━━ Entries provided ━━

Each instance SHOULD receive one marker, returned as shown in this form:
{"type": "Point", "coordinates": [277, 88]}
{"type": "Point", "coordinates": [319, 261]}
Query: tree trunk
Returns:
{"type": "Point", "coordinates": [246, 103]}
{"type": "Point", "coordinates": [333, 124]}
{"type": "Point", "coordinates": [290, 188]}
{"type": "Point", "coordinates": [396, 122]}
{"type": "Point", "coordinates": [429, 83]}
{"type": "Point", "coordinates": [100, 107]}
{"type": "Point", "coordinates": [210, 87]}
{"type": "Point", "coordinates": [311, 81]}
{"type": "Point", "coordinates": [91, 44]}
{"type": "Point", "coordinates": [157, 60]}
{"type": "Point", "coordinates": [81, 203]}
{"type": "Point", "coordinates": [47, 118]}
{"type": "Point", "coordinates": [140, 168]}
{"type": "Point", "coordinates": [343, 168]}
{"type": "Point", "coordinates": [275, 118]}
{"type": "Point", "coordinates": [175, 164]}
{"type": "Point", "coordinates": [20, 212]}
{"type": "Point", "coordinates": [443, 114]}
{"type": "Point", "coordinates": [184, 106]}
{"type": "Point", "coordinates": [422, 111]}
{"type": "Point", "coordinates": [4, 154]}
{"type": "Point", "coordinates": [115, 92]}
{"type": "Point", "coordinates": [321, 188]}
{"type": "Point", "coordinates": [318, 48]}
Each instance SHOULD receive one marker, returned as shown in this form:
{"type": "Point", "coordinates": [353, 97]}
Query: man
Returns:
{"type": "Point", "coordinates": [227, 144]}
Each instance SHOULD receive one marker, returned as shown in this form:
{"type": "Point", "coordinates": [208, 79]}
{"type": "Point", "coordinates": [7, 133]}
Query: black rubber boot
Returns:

━━━

Work through the entries, filtering for the string "Query", and copy each line that holds it.

Query: tree trunk
Query: man
Query: black rubber boot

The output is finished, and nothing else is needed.